> _Text_
========
- Date formed: 31 March 2024

People and organisations
- Head of state: Mahmoud Abbas
- Head of government: Muhammad Mustafa
- No. of ministers: 23

History
- Predecessor: Shtayyeh Government

= Mustafa Government =

Incumbent Government of Palestine

The Muhammad Mustafa government is the nineteenth government of the State of Palestine. Muhammad Mustafa was officially assigned to form the new government on 14 March 2024 as a result of the resignation of the Muhammad Shtayyeh government on 26 February 2024, as Shtayyeh announced that his government had placed its resignation at the disposal of Palestinian President Mahmoud Abbas since 20 February 2024. On 26 February 2024, President Abbas accepted the government's resignation and appointed it to temporarily conduct government affairs until a new government could be formed.

On 14 March 2024, Muhammad Mustafa was assigned by President Abbas to form a "government of technocrats." On 28 March 2024, Mustafa presented his government to President Abbas, who approved the new government the same day. Muhammad Mustafa and his appointed ministers were sworn in on 31 March 2024.
========
> _Raw records_

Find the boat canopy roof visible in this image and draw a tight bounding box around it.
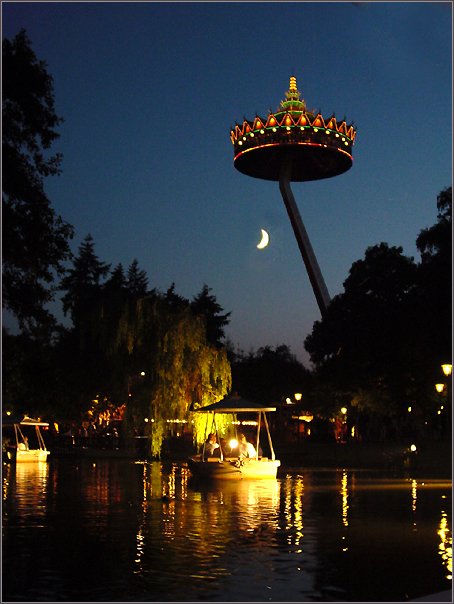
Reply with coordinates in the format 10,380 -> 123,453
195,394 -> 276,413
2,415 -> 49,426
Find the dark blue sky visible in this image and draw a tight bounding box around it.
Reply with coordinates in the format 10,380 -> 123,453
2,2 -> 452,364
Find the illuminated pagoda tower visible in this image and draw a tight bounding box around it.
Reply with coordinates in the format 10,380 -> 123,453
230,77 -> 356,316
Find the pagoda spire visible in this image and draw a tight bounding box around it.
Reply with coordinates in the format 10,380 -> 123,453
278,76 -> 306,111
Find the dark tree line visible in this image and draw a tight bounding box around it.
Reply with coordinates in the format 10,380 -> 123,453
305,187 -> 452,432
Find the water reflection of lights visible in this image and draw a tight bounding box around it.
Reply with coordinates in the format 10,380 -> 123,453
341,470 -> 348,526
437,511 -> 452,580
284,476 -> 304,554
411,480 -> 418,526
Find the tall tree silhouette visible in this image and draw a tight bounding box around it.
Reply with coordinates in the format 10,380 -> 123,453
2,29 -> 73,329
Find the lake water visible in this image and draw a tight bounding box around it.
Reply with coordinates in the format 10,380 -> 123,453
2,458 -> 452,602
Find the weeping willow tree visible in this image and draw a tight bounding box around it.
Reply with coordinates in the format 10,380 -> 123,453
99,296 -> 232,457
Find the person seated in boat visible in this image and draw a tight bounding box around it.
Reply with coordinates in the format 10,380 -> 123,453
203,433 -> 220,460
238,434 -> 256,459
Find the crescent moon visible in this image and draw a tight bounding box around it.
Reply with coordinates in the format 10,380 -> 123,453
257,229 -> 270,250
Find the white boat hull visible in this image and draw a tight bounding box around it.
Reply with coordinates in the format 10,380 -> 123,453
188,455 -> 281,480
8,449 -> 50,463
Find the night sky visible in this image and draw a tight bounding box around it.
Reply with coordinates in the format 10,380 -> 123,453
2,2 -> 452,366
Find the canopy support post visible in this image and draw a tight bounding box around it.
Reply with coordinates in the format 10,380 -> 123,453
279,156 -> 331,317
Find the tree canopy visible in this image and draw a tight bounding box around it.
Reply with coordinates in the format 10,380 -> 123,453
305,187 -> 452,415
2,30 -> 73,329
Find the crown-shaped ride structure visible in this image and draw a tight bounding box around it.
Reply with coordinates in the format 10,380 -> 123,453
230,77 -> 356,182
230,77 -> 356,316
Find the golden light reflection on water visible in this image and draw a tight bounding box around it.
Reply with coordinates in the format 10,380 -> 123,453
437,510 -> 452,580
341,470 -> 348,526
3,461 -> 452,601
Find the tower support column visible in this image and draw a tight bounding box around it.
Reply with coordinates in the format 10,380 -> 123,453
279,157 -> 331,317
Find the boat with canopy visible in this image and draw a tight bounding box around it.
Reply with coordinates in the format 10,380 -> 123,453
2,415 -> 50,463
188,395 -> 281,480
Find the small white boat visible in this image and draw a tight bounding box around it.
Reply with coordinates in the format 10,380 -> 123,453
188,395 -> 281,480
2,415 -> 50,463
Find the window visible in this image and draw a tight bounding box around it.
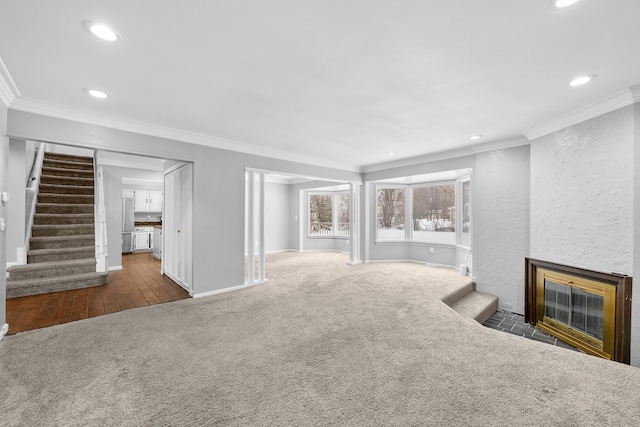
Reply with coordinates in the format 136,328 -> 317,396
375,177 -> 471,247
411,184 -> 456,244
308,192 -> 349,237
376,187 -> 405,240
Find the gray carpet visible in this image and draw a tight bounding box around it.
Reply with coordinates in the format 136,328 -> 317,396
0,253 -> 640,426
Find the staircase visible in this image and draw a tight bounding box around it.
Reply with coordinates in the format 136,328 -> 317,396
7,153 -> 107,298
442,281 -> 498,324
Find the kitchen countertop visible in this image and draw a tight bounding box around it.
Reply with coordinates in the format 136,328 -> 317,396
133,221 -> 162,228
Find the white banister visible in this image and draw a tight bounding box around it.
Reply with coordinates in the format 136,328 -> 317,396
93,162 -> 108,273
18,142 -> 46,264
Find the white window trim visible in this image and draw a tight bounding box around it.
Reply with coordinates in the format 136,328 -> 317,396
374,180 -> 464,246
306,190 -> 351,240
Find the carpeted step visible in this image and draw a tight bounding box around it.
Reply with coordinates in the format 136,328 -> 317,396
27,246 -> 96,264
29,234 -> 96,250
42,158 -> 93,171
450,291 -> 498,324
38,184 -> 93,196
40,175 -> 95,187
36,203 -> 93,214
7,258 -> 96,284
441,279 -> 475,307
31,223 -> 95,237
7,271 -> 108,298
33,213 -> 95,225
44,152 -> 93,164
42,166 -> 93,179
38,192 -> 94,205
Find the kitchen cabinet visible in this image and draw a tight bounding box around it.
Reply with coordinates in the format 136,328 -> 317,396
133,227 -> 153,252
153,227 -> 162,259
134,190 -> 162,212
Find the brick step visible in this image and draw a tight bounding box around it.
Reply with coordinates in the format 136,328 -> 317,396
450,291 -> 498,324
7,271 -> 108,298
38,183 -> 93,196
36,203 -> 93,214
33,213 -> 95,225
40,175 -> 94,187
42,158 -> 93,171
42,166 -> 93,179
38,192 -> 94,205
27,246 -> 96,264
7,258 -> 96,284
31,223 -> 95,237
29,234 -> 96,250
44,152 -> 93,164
========
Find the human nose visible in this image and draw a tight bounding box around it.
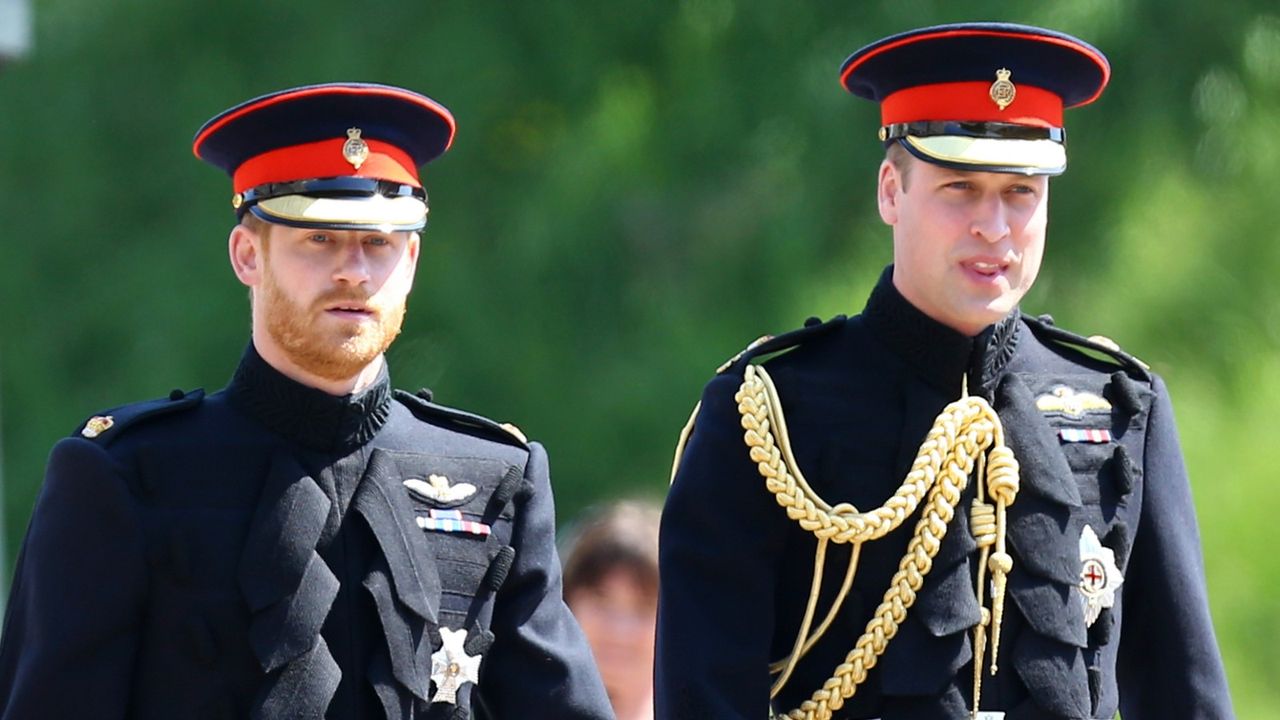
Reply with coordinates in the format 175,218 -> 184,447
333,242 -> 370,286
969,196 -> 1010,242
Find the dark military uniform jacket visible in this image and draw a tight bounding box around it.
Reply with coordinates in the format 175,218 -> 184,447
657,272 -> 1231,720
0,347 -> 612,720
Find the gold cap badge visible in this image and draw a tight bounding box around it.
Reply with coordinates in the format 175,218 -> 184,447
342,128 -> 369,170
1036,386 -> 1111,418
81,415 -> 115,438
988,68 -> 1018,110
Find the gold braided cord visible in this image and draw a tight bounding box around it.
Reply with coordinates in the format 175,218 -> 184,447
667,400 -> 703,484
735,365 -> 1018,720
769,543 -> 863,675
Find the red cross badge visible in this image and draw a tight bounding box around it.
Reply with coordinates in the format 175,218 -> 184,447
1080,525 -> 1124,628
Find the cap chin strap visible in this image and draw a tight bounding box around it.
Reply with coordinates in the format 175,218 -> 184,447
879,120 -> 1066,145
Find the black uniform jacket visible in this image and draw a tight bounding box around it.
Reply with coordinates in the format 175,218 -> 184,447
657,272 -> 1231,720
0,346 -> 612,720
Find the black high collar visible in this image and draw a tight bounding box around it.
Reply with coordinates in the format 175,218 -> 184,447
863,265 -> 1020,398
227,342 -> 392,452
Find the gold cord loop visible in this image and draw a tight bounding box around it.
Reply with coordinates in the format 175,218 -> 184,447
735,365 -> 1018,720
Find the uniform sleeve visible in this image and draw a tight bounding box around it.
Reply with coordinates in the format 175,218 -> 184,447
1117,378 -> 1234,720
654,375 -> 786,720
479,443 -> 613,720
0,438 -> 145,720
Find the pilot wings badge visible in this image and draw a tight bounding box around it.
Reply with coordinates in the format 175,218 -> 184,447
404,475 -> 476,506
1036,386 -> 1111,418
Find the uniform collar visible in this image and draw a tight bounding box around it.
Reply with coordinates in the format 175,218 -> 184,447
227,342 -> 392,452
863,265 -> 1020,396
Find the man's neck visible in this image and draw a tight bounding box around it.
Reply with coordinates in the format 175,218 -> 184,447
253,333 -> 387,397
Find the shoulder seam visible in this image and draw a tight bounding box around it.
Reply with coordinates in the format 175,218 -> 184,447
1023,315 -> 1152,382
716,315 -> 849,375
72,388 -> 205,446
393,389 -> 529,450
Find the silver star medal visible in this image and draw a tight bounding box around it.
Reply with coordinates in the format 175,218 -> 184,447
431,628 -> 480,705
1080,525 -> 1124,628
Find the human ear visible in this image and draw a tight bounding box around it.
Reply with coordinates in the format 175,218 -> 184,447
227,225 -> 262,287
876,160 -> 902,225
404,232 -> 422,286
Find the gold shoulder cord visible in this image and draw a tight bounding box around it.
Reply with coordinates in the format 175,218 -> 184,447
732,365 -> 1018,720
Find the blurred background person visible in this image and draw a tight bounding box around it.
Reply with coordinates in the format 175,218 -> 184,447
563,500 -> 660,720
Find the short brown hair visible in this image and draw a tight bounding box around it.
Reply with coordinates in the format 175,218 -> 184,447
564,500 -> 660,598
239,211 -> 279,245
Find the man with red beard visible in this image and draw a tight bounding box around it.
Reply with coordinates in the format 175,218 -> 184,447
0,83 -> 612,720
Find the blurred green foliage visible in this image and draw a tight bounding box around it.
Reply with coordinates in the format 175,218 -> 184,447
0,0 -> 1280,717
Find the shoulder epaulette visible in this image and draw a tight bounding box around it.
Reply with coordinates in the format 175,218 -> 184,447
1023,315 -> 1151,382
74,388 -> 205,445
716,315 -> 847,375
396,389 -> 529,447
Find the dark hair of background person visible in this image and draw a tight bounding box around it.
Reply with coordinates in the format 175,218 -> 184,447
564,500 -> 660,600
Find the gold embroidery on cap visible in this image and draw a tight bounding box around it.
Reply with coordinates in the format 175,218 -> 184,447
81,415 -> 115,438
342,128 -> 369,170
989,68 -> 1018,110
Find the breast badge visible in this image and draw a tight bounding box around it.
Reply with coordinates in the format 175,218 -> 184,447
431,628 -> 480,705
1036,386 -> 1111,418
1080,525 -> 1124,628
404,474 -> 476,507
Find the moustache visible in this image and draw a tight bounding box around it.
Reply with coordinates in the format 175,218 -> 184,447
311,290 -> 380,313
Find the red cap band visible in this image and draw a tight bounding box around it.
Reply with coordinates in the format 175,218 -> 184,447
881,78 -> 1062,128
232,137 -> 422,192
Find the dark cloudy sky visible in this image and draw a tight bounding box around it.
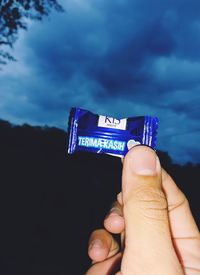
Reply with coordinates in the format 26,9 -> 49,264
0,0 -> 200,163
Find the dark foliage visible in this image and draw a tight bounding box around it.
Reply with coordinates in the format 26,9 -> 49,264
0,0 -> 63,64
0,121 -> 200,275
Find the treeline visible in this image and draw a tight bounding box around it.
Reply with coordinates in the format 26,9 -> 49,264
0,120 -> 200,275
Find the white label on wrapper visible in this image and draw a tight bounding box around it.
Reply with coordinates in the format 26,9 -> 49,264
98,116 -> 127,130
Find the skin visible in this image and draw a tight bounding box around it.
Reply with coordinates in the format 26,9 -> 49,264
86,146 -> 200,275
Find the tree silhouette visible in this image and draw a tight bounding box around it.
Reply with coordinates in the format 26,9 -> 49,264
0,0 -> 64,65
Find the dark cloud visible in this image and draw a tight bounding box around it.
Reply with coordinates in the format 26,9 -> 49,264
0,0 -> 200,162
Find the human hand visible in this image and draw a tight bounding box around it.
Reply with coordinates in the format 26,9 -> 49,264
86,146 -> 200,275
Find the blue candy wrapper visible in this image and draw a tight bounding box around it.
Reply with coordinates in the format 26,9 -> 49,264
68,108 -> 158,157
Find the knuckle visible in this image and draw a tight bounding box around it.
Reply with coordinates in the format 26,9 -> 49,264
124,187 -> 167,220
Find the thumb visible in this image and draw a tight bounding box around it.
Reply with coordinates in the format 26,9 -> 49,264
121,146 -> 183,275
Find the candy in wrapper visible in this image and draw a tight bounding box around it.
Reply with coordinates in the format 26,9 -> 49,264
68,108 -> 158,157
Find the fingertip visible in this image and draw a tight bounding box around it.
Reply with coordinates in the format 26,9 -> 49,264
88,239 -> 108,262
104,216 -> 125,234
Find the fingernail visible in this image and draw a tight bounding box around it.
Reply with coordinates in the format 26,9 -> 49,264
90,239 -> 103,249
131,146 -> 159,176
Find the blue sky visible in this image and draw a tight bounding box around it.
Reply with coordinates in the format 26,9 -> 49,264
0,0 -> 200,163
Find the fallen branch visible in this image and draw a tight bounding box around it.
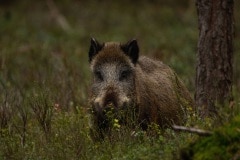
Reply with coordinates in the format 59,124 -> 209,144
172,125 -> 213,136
========
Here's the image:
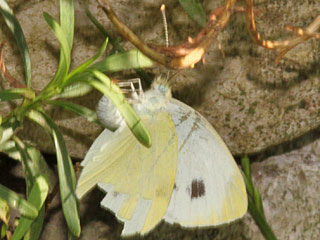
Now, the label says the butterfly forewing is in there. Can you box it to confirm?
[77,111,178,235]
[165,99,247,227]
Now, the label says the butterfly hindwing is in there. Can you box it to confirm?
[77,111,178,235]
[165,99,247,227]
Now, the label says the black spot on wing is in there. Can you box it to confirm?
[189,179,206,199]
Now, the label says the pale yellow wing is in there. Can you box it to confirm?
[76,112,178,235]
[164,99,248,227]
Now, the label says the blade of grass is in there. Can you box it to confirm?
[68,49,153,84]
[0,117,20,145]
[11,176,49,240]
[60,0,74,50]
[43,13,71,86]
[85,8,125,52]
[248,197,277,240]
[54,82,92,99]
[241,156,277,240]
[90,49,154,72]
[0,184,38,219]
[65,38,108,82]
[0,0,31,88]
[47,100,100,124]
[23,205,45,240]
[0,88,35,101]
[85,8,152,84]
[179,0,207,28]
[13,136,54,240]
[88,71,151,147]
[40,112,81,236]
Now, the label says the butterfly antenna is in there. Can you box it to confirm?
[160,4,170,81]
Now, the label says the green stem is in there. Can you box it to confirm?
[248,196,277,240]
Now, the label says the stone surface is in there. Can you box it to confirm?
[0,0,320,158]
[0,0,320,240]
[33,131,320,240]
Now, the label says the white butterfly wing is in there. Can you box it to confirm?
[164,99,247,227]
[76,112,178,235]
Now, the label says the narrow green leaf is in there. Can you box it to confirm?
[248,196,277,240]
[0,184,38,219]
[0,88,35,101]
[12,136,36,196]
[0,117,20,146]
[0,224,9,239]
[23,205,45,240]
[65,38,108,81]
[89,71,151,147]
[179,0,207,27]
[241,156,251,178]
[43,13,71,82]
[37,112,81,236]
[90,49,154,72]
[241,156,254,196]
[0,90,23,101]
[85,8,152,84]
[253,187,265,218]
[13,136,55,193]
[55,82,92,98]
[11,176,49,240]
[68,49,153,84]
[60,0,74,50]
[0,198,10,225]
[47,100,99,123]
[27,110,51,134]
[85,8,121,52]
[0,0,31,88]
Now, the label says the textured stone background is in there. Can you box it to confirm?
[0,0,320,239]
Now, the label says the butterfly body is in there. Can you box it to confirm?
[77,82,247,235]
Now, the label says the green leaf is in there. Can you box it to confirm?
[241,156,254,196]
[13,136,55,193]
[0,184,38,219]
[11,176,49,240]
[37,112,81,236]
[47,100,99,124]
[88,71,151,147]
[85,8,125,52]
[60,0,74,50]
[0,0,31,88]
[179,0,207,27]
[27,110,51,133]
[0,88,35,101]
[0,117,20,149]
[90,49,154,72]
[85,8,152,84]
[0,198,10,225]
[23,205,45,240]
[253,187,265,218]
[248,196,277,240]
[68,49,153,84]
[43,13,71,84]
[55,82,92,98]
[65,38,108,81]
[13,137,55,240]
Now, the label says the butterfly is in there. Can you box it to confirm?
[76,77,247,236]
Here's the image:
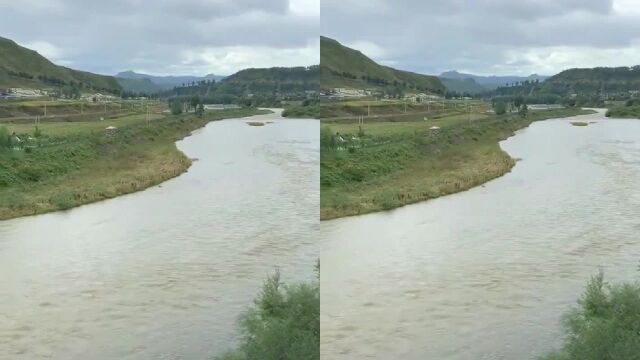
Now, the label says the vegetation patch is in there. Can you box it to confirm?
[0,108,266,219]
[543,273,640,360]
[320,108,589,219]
========
> _Prompt_
Please translate this sentence from the text on the Mustafa government into Spanish: "On 28 March 2024, Mustafa presented his government to President Abbas, who approved the new government the same day."

> _Exercise output_
El 28 de marzo de 2024, Mustafa presentó su gobierno al presidente Abbas, quien aprobó el nuevo gobierno ese mismo día.